• [EXERCISE AIM] Every record below, from first to last, should be copied exactly; leave the pictures out.

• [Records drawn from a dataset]
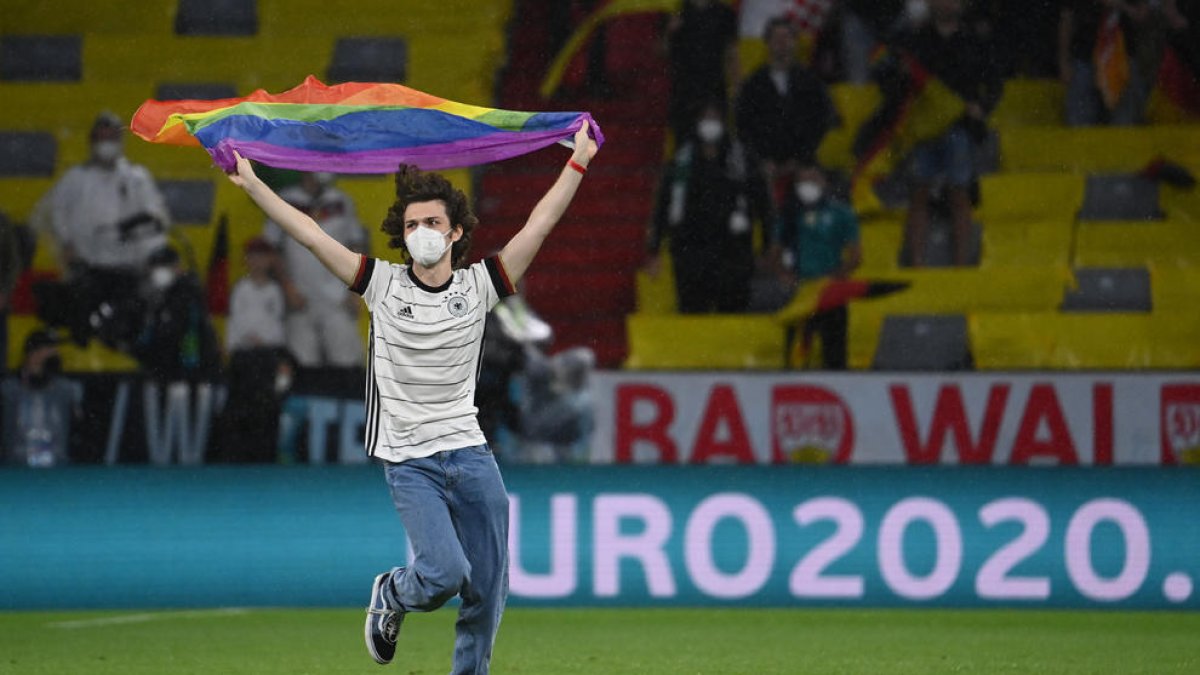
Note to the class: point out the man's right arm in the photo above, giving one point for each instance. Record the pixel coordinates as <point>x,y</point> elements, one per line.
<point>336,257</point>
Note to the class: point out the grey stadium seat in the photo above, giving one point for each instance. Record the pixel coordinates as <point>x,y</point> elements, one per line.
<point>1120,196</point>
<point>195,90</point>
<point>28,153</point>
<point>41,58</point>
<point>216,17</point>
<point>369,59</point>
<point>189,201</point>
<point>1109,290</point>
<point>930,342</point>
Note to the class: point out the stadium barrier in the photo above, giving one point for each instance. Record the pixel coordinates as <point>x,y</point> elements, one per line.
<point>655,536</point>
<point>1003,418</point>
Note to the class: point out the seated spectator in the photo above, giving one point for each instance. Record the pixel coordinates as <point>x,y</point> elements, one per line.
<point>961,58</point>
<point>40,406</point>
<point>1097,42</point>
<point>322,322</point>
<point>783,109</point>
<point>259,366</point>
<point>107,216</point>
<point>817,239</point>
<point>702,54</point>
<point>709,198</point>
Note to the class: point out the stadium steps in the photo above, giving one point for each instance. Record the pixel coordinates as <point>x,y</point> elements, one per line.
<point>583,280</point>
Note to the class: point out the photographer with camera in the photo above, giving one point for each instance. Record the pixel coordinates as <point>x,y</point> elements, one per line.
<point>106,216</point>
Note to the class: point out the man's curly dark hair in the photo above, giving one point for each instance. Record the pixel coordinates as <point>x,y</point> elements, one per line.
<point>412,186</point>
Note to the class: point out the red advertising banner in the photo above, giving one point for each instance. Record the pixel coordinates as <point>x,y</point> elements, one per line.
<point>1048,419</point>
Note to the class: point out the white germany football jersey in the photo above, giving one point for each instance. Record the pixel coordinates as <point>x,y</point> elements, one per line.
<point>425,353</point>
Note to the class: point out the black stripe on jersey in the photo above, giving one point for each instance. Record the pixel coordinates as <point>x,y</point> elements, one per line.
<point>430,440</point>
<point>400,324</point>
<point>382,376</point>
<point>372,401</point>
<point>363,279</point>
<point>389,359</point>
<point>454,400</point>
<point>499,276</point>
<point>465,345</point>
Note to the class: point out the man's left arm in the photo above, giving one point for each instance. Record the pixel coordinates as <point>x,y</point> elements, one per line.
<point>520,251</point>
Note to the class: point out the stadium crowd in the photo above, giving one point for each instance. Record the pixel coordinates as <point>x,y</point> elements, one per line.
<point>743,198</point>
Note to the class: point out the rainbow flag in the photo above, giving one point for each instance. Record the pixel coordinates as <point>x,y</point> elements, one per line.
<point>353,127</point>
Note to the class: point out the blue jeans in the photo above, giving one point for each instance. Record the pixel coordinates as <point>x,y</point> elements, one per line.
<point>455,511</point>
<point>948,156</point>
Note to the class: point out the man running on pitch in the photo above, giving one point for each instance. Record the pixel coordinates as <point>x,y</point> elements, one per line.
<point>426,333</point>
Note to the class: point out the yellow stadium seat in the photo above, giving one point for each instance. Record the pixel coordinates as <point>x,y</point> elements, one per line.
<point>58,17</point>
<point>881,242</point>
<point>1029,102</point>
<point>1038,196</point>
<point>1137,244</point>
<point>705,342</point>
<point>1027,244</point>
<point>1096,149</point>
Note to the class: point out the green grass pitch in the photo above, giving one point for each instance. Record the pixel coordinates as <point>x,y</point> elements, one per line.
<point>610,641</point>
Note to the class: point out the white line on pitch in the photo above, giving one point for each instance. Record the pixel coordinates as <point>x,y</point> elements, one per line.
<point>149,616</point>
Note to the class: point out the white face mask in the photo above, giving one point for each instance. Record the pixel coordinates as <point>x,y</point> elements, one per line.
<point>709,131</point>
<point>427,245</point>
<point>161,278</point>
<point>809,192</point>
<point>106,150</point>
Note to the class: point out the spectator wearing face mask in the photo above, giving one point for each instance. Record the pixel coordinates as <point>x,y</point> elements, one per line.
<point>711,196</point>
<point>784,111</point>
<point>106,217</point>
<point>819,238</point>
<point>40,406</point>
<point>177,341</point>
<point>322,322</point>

• [ANSWER AREA]
Note to the class: point out the man's right arm in the photo above, giving one point for each instance. Record the pixel coordinates as <point>x,y</point> elements, one per line.
<point>336,257</point>
Note to the class: point out the grey stadium seat in the photo above, giving one point for each instance. Record the pixel coordinates as <point>x,y</point> elements, one per line.
<point>1120,196</point>
<point>195,90</point>
<point>28,153</point>
<point>41,58</point>
<point>216,17</point>
<point>369,59</point>
<point>189,201</point>
<point>1109,290</point>
<point>930,342</point>
Note to the class: point out the stadium barrier in the photo above, giving one point for each instance. Record the pixel coordinates as <point>x,y</point> elements, one per line.
<point>655,536</point>
<point>1003,418</point>
Note to the class: point out the seated spectator in the photo above, giving one point for each instance. Record the pixel coordinates as <point>x,y</point> elements, one per line.
<point>961,58</point>
<point>40,406</point>
<point>1097,42</point>
<point>322,322</point>
<point>783,109</point>
<point>259,366</point>
<point>107,216</point>
<point>817,239</point>
<point>702,54</point>
<point>709,198</point>
Note to the class: point out the stadium steps in the photo above, giving one point for each instance. Record the pixel coordinates as <point>x,y</point> elements, one per line.
<point>583,280</point>
Note to the class: point out the photographer with camera in the photo above, giving one point for each instance. Record the pixel coordinates as <point>x,y</point> elements, one per line.
<point>106,216</point>
Note to the class: point out the man's curly dark hair in the photo above, giving one point for each instance. Record the pixel coordinates as <point>x,y</point> elements, one per line.
<point>412,186</point>
Note to the class: point out the red advertising banner in the photo above, giving one point for each instance. Record the pixel coordinates as <point>x,y</point> elements, one per line.
<point>1048,419</point>
Note to the class: point out the white germany football jersey in the photo above, giving one point for each instance. Record the pixel coordinates as <point>x,y</point> elements, one per line.
<point>425,353</point>
Note to the class: point out the black stripe on jersey in the photo above, giving one point for each instance. Record the pixel coordinates as <point>x,y</point> elements, one per line.
<point>430,440</point>
<point>400,324</point>
<point>382,376</point>
<point>372,401</point>
<point>363,279</point>
<point>389,359</point>
<point>454,400</point>
<point>499,276</point>
<point>465,345</point>
Note to the class: point out the man's left arm in the photo above, giving one point for each instance. Record the pixel coordinates as <point>x,y</point> elements, one per line.
<point>520,251</point>
Note to the class: point out the stadium crowd in the photo above, giving one point for each instance. Record the pixel coordinates as <point>x,y</point> elements, one per line.
<point>743,198</point>
Note to the class: point out the rainbow flag in the photo above, giving one point for each instance. Record the pixel coordinates as <point>x,y</point> elements, one per line.
<point>353,127</point>
Note to the class: point out the blue jeans in the photo above, giving one point for each instance. Record the pixel coordinates as <point>x,y</point> elements, one per line.
<point>455,511</point>
<point>948,156</point>
Note to the class: point out the man running on pitch in the photo above, giving one point for each instance. Record the pixel coordinates as <point>x,y</point> elements, one per line.
<point>426,333</point>
Note to the class: point out the yellow stadium seat in the photo above, giving one point for each instance. Record the pixel coordinates as <point>x,y</point> elements, one per line.
<point>58,17</point>
<point>881,242</point>
<point>1029,102</point>
<point>1038,196</point>
<point>1137,244</point>
<point>705,342</point>
<point>1027,244</point>
<point>1096,149</point>
Note to the class: point out the green grass pitch in the photo above, giving one point for each instance. Record the pixel coordinates as <point>x,y</point> elements, one per line.
<point>610,641</point>
Note to the class: point out the white line on pitch in the photo above, giving one point for each instance. Record the pixel coordinates as <point>x,y</point> elements, one per line.
<point>149,616</point>
Note to the class: point out the white face mask in the photo above, giving one point for each instance. Record the pixel coordinates as <point>x,y</point> elements, one per line.
<point>709,131</point>
<point>427,245</point>
<point>161,278</point>
<point>809,192</point>
<point>106,150</point>
Note to the class: point out the spectator wearing face mask in the photo above, giving one point for each instance. Record the pixel coordinates as <point>x,y</point> elements, one per line.
<point>711,196</point>
<point>784,111</point>
<point>106,217</point>
<point>819,238</point>
<point>40,406</point>
<point>177,341</point>
<point>322,322</point>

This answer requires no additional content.